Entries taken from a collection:
+++

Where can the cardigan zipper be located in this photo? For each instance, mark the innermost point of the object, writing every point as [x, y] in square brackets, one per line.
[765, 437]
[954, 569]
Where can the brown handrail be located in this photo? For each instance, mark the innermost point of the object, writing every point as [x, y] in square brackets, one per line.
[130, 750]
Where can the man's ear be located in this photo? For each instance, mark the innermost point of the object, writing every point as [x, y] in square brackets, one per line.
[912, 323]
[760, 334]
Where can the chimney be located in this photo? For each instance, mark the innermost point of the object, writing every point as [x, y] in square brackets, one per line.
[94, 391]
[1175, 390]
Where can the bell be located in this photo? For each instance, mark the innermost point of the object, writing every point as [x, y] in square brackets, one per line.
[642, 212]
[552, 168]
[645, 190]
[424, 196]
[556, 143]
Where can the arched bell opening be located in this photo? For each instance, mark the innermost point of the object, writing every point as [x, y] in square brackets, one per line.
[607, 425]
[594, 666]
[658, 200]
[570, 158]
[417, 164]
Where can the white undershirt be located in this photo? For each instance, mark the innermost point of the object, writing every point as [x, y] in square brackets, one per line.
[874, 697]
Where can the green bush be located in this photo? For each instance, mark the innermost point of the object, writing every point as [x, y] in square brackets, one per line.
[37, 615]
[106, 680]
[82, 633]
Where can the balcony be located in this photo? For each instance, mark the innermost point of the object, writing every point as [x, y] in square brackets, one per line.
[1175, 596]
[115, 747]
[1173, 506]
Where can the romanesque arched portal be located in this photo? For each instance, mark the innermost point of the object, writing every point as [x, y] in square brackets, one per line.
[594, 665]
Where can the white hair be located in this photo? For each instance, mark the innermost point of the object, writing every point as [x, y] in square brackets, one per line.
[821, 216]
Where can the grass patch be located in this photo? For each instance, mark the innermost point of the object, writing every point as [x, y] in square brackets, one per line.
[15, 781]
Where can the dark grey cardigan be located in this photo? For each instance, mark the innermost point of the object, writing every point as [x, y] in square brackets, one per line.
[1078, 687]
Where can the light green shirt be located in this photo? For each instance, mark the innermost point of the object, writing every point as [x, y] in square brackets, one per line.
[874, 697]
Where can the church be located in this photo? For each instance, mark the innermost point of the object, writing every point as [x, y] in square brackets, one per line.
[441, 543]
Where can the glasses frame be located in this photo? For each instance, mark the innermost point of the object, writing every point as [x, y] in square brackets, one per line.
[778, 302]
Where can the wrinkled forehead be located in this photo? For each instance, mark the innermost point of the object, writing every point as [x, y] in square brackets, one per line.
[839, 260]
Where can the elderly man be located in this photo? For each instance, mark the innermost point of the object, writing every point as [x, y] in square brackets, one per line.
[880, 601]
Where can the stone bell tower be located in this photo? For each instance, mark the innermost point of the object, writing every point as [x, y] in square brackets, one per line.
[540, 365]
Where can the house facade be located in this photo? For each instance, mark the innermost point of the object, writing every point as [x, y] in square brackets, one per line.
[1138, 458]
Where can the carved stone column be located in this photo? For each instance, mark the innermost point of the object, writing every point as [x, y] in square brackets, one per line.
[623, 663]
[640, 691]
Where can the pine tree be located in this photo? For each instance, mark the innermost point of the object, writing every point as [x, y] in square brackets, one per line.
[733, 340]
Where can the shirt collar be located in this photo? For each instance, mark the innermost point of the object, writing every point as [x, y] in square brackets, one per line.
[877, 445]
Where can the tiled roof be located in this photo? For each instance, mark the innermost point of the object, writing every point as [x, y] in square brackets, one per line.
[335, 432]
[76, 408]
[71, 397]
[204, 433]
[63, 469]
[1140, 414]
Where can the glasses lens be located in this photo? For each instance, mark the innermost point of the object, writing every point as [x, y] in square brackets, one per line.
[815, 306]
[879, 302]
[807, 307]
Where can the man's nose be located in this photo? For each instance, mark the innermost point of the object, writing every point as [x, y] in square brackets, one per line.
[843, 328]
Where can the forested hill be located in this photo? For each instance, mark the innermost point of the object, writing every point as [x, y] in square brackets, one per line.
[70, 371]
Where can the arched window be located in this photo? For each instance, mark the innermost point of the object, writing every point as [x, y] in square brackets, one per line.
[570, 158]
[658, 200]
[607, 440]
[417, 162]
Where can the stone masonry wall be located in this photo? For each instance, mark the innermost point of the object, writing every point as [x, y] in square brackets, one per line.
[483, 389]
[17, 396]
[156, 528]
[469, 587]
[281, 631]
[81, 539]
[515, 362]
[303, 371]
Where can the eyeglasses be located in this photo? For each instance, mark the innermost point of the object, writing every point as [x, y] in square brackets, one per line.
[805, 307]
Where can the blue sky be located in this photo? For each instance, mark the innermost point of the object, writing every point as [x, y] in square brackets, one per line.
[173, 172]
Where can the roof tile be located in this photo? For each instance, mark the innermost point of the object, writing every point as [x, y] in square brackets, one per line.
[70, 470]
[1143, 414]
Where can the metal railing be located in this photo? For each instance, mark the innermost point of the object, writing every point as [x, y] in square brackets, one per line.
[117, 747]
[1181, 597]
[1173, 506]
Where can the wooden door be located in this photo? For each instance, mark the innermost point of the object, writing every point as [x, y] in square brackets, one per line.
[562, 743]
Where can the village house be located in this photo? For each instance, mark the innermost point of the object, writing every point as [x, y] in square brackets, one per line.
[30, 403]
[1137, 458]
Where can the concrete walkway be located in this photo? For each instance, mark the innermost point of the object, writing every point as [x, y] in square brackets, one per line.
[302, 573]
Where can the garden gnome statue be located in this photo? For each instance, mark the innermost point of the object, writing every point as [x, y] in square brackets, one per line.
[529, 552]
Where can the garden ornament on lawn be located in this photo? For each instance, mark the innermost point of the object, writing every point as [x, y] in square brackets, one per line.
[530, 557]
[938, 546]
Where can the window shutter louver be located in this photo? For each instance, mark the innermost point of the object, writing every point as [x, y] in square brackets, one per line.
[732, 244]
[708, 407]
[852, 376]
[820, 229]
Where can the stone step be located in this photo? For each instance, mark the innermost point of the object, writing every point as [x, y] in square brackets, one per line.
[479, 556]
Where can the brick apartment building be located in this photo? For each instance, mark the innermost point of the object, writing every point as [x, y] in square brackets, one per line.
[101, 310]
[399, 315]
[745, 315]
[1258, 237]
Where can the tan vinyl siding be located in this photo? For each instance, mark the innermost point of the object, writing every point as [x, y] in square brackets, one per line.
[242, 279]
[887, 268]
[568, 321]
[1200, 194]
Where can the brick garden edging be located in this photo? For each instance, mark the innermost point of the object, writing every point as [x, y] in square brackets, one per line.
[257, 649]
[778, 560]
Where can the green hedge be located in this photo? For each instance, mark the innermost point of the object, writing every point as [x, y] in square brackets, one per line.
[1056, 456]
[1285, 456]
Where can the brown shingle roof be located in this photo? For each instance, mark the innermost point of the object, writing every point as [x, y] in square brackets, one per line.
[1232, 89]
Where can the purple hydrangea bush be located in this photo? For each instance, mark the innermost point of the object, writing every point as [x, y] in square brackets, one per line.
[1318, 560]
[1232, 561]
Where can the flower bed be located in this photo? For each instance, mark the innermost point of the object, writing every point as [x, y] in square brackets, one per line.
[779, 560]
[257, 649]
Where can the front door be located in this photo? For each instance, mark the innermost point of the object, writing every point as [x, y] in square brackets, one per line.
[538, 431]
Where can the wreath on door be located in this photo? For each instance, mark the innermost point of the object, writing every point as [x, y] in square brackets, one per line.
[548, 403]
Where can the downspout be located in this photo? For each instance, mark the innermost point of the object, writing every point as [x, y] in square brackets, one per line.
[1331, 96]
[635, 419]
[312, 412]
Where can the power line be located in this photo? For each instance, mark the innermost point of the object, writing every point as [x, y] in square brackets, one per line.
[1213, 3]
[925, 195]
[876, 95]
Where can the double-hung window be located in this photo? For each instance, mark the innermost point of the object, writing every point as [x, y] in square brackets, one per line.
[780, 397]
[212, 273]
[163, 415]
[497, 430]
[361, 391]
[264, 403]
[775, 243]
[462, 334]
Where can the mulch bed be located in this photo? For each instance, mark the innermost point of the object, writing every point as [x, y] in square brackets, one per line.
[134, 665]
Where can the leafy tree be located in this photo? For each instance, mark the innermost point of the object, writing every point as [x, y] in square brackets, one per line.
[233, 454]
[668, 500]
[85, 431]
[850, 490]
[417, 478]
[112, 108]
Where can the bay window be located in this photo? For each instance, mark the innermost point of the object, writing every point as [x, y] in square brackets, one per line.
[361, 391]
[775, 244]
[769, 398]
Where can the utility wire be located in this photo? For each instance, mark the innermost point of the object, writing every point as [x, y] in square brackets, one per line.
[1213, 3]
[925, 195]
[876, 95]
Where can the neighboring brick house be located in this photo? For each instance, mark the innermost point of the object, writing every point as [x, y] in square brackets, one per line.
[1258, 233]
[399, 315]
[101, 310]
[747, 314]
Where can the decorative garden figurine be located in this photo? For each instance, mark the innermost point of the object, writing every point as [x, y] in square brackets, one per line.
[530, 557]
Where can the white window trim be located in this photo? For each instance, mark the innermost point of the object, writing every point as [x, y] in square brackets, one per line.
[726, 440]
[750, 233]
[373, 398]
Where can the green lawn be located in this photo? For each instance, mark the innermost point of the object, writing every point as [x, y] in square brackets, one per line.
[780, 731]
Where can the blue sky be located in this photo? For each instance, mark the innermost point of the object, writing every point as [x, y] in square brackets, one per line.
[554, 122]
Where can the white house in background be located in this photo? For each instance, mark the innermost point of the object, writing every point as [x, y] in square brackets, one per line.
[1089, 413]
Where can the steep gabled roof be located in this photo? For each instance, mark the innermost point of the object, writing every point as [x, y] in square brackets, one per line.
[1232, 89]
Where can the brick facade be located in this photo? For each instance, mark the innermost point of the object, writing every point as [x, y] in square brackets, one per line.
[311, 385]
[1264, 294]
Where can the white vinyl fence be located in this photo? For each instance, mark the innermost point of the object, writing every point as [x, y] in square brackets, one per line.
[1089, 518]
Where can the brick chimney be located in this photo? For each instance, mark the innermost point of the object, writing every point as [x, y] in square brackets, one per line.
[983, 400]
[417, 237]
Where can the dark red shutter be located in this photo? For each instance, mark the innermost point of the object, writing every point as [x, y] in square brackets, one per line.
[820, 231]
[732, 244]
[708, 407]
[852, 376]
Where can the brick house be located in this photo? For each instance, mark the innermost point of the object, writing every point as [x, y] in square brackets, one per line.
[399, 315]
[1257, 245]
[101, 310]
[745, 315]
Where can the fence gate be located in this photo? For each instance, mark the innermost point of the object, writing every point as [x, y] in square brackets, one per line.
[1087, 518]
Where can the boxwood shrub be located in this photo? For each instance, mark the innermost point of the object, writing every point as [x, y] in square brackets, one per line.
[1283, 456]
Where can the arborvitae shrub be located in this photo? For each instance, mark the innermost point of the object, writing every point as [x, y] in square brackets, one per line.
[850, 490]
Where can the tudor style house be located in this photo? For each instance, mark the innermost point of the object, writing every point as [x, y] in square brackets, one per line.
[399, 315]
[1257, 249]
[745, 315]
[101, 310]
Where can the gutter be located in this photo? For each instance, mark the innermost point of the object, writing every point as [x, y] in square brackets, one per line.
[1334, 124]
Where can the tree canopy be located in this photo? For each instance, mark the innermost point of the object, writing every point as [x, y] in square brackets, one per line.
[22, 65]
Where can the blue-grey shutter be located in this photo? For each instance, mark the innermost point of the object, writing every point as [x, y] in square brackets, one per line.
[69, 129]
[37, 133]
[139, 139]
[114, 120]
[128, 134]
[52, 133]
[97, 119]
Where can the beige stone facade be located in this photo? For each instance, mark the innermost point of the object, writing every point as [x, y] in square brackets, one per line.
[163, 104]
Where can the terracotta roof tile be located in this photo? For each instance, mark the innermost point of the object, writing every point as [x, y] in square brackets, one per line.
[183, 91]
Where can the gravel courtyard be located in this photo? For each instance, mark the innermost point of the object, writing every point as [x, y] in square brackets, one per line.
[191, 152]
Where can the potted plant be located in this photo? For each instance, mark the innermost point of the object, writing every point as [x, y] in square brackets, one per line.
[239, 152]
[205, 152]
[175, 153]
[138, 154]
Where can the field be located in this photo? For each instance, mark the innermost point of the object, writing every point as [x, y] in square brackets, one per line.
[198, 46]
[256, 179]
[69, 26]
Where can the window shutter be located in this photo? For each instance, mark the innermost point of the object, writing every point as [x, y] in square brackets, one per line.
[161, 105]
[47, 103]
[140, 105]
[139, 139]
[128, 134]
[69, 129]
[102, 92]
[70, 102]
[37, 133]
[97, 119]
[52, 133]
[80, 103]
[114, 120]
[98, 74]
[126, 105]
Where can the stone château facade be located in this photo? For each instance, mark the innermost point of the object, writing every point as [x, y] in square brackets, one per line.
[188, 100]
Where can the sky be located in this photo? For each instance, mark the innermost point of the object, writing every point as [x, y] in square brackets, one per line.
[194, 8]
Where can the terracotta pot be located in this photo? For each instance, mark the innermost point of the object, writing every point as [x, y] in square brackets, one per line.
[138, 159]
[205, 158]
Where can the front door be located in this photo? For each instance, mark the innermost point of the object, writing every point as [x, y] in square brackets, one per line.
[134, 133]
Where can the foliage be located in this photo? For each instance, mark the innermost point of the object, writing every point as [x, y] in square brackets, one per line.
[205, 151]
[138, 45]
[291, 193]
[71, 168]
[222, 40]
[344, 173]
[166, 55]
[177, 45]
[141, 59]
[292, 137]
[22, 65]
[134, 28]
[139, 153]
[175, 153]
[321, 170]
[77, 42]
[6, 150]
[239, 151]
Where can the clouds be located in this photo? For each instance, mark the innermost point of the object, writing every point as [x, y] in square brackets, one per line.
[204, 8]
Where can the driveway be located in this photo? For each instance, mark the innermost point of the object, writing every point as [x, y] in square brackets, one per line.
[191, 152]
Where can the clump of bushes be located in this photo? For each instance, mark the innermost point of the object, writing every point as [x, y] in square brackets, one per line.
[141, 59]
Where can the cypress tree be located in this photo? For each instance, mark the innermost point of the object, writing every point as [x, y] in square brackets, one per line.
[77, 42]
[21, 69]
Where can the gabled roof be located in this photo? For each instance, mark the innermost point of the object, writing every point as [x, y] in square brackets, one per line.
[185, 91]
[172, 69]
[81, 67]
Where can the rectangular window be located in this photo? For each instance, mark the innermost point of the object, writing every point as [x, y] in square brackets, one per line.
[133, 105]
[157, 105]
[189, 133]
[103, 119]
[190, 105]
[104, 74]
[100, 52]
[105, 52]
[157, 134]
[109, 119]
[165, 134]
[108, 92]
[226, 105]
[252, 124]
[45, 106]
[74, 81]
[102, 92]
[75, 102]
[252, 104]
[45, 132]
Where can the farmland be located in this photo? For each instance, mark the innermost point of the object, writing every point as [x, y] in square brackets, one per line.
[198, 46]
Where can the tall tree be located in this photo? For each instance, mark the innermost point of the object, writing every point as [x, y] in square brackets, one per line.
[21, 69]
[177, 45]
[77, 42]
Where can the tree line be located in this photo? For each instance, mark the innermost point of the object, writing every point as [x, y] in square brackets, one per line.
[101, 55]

+++

| Work order |
The lines from the one containing "Where can the tall" through the last line of the records are to be transcribed exactly, with nothing else added.

| Exercise result |
Where can the tall tree be located in this photo? For each instance, mark the innermost point of the object, writing every point as [x, y] in square brackets, one per line.
[21, 69]
[177, 45]
[77, 42]
Where can the tree line be located in this photo? For each instance, mark the innermost point of the object, writing every point as [x, y] in square brackets, one per line.
[101, 55]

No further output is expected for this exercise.